PROBLEM 1: In the records, copy out the lines verbatim, starting at the line that contains "y=369, one point per instance." and ending after the line that contains "x=211, y=120".

# I can't reply here



## jefmcg (19 Jan 2018)

Honestly, I assume this won't post either ... but ....

I just tried to reply to https://www.cyclechat.net/threads/advert-at-top-of-page-that-flashes.229528/ and it didn't work. Nothing happened. 

Have I been "discouraged" or is this a bug?


----------



## jefmcg (19 Jan 2018)

obviously I can post something here, but tested again. and can't post to thread above. Am I alone?


----------



## Slick (19 Jan 2018)

@Eddy Is having similar issues.

https://www.cyclechat.net/threads/advert-at-top-of-page-that-flashes.229528/#post-5121845


----------



## Slick (19 Jan 2018)

Sorry, misunderstood. No, I can post in that thread.


----------



## Spinney (19 Jan 2018)

jefmcg said:


> Honestly, I assume this won't post either ... but ....
> 
> I just tried to reply to https://www.cyclechat.net/threads/advert-at-top-of-page-that-flashes.229528/ and it didn't work. Nothing happened.
> 
> Have I been "discouraged" or is this a bug?



I can't see anything on your user that would prevent you from replying in site support.


----------



## jefmcg (19 Jan 2018)

Spinney said:


> I can't see anything on your user that would prevent you from replying in site support.


Thanks.

But nothing happens when I try to reply to @Eddy's thread

Tried again. Even with just a word, eg "test", nothing is added to that thread.

for the record, this was the reply I originally trying to post

---start---



Slick said:


> I don't see any adverts.


You paid money in the recent appeal.



Eddy said:


> "This is not a joke- you are the 1000000th visitor to this site


I am with you on dishonest, lying ads like this. They undermine my faith in a website that shows them, but not sure if there is any fix for them if google (or whomever) serves them up.

---end---

Edit: I can reply to other threads, just not Eddy's apparently
https://www.cyclechat.net/threads/site-performance.229174/post-5121875


----------



## classic33 (19 Jan 2018)

jefmcg said:


> Thanks.
> 
> But nothing happens when I try to reply to @Eddy's thread
> 
> ...


"Your browser sent a request the server didn't understand" seem familiar?


----------



## Slick (19 Jan 2018)

jefmcg said:


> Thanks.
> 
> But nothing happens when I try to reply to @Eddy's thread
> 
> ...


Ah, I reckon I would still rather pay than deal with some of these ads.


----------



## raleighnut (20 Jan 2018)

No probs for me posting there.


----------



## srw (27 Jan 2018)

Do you, perchance, have AdBlock installed? I've just tried, in that thread, to point out that it blocks ads effectively, but my post wasn't accepted. (I think)

There's a thread somewhere below about AdBlock being a little over-zealous in blocking posting to one thread. A thread with "advert" in its title sounds like a prime candidate.


----------



## Ming the Merciless (27 Jan 2018)

Able to post here


----------



## Crackle (27 Jan 2018)

srw said:


> Do you, perchance, have AdBlock installed? I've just tried, in that thread, to point out that it blocks ads effectively, but my post wasn't accepted. (I think)
> 
> There's a thread somewhere below about AdBlock being a little over-zealous in blocking posting to one thread. A thread with "advert" in its title sounds like a prime candidate.


Yep, if I disable adblock the behaviour of that other thread changes


----------

PROBLEM 2: Do these statements agree with the forum thread about not being able to reply? Answer yes or no for each, quoting the deciding words. (a) Slick says they cannot post in that thread. (b) Spinney finds nothing on the user's account that would stop replies in site support. (c) Crackle reports that disabling adblock changes how the other thread behaves.

[Recorded data]
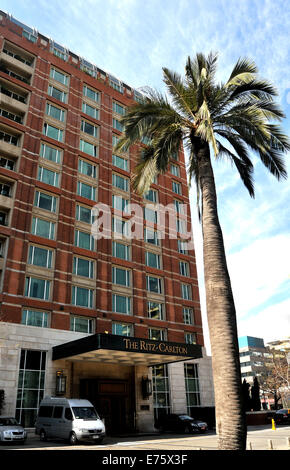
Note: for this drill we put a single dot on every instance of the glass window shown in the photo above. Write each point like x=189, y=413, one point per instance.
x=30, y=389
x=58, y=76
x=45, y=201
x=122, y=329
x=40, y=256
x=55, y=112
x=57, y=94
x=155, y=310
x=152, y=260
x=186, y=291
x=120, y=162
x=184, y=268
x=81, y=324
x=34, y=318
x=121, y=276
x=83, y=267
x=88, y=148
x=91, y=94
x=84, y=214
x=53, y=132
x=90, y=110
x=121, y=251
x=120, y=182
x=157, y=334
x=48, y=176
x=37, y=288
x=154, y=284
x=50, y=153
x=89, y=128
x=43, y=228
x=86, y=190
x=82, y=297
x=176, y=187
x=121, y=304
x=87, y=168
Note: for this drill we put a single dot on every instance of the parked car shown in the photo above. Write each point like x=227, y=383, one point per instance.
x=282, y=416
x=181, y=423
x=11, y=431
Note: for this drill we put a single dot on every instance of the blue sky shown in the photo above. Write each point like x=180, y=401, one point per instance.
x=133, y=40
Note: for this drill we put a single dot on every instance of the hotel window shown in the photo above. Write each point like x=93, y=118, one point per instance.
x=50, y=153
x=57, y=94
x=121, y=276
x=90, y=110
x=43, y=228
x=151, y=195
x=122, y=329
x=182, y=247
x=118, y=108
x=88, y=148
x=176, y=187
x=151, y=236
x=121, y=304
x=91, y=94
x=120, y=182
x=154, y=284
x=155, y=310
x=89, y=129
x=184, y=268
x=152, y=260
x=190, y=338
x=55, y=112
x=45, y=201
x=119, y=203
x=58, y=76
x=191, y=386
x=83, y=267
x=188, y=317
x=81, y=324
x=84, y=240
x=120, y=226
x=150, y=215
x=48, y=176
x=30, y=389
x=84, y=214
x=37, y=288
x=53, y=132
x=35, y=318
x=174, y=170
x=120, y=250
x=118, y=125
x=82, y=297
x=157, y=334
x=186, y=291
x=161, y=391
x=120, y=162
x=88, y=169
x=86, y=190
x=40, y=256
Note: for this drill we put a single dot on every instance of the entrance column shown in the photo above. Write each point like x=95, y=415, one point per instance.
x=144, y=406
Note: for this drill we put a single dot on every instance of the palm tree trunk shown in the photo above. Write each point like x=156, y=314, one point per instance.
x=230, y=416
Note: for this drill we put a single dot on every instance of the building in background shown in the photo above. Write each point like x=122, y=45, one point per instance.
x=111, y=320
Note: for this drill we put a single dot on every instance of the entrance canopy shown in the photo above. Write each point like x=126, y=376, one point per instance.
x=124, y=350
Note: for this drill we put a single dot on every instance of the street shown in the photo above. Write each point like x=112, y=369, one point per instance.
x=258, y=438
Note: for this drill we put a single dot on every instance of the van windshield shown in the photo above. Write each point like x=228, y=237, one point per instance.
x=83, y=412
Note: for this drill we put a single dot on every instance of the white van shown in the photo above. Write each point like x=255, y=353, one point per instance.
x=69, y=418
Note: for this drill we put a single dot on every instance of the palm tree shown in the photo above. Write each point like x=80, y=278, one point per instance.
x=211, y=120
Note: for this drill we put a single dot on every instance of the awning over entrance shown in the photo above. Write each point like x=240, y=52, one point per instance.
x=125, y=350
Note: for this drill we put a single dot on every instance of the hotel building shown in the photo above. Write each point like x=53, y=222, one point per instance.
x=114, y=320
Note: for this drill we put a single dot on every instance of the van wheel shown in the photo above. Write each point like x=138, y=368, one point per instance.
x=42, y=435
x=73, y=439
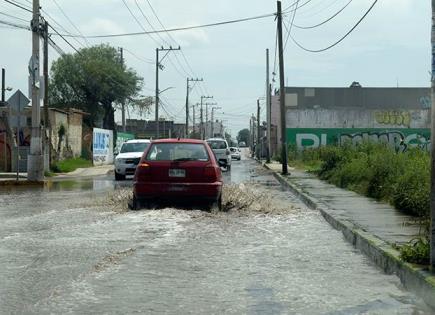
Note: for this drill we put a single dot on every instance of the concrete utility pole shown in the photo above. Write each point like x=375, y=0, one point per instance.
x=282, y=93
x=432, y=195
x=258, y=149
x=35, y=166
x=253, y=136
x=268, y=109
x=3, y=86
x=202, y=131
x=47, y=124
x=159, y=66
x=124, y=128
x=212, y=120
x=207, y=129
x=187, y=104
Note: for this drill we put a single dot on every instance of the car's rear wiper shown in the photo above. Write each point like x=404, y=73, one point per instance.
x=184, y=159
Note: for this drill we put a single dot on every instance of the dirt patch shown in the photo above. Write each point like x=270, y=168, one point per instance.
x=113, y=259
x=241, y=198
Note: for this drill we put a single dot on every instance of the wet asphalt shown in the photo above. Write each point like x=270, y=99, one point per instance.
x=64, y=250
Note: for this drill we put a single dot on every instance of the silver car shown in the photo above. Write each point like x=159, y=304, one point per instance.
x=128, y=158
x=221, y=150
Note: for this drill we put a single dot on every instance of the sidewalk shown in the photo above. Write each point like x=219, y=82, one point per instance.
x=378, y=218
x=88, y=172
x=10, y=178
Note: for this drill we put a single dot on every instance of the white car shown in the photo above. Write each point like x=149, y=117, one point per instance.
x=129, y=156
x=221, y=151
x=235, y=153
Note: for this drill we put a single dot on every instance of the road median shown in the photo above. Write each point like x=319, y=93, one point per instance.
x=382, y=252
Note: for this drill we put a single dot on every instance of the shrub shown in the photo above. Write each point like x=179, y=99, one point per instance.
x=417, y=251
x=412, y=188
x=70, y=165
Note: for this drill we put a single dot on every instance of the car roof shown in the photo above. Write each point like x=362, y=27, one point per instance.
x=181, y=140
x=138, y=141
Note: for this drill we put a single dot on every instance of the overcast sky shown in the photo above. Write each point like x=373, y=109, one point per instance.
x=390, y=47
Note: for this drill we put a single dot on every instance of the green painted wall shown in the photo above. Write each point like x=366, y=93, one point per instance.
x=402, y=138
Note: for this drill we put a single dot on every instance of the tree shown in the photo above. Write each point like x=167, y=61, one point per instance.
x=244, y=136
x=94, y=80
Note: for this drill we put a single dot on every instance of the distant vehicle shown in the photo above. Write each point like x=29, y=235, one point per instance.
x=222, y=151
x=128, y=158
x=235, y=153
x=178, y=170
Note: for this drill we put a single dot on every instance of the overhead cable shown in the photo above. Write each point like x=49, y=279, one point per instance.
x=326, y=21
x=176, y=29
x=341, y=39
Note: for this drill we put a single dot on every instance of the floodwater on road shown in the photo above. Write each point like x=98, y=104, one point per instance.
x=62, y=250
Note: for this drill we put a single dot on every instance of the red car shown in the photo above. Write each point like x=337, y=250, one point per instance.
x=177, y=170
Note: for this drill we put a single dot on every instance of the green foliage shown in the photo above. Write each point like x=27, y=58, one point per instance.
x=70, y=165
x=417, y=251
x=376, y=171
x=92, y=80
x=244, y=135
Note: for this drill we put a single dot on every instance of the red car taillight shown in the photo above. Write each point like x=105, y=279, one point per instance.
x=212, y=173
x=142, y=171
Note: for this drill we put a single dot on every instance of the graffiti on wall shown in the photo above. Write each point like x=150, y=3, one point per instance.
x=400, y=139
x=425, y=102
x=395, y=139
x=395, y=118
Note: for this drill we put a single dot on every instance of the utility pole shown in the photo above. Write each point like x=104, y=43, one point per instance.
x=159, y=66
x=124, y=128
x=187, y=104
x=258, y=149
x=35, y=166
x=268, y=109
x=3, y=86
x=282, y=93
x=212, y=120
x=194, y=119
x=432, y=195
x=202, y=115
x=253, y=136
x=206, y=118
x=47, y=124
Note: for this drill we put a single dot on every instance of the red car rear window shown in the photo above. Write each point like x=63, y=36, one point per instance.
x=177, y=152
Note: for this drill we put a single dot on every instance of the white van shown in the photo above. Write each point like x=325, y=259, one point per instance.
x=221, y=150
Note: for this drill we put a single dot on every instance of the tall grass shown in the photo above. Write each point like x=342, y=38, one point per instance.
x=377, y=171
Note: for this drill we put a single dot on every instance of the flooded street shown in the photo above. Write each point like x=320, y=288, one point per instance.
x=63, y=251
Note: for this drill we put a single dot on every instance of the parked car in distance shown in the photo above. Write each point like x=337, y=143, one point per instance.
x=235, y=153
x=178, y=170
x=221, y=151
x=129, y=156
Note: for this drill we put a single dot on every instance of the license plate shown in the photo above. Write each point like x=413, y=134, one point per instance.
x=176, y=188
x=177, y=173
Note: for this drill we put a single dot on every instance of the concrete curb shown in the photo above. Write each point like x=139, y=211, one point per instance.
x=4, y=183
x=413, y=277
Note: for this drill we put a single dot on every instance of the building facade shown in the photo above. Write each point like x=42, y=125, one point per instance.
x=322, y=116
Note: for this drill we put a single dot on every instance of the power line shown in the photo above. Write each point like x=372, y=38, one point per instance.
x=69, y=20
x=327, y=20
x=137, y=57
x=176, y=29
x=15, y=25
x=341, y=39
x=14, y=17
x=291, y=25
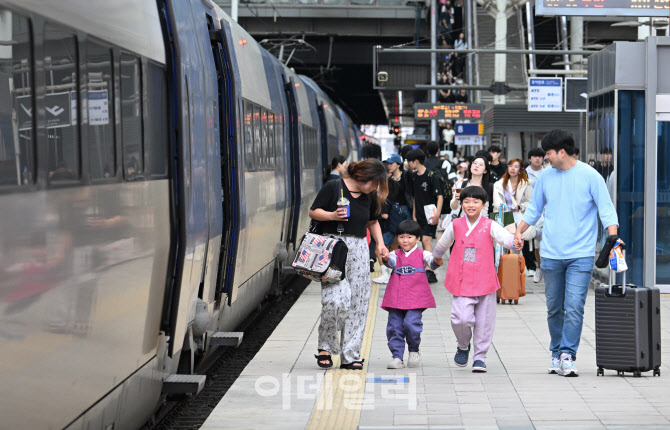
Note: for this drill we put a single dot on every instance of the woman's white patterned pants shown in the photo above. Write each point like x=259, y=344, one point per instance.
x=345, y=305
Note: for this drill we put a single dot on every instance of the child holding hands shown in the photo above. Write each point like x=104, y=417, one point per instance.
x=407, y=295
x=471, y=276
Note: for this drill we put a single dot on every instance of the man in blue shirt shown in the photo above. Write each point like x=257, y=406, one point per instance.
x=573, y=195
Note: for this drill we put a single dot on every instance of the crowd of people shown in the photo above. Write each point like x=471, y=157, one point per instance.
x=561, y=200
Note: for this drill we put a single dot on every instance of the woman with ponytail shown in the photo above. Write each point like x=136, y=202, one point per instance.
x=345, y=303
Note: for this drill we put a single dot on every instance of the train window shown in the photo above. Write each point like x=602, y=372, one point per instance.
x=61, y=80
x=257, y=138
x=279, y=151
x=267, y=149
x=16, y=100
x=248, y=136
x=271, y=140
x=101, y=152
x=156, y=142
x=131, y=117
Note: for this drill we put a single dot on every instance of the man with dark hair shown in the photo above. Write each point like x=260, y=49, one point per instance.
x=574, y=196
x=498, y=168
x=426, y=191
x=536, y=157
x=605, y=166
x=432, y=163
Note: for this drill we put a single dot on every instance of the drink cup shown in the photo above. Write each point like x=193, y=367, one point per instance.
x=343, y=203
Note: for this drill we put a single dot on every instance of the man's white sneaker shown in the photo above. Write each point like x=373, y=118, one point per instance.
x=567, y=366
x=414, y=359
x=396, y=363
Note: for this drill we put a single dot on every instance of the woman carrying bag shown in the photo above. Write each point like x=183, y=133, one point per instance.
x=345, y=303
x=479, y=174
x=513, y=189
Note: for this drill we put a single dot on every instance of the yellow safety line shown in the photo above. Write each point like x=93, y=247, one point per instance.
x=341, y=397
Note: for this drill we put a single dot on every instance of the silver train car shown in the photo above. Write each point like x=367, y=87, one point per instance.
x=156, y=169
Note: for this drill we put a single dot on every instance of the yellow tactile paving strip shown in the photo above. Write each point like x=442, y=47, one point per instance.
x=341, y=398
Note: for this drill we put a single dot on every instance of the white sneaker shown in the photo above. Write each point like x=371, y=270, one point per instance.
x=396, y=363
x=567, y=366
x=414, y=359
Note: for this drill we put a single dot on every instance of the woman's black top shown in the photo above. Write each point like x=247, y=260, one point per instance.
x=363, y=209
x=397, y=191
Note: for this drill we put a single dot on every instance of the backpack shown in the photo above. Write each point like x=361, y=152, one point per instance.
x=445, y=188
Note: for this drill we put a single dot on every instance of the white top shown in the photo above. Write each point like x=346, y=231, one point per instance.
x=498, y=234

RESULT 1:
Note: for this drill we put a single dot on every instance of the street shown in the photo above. Write each point like x=112, y=369, one point per instance.
x=258, y=438
Note: for this drill we put a single dot on every instance of the van windshield shown in the photo above. Write each point like x=228, y=237, one point per instance.
x=83, y=412
Note: for this drill we put a single dot on every instance of the white van shown in the photo above. Write each point like x=255, y=353, one point per instance.
x=69, y=418
Note: for this drill we put a single dot on every instance of the palm tree shown in the photo above. Write each point like x=80, y=278, one point per instance.
x=211, y=120

RESULT 2:
(a) No: "No, I can post in that thread."
(b) Yes: "I can't see anything on your user that would prevent you from replying in site support."
(c) Yes: "Yep, if I disable adblock the behaviour of that other thread changes"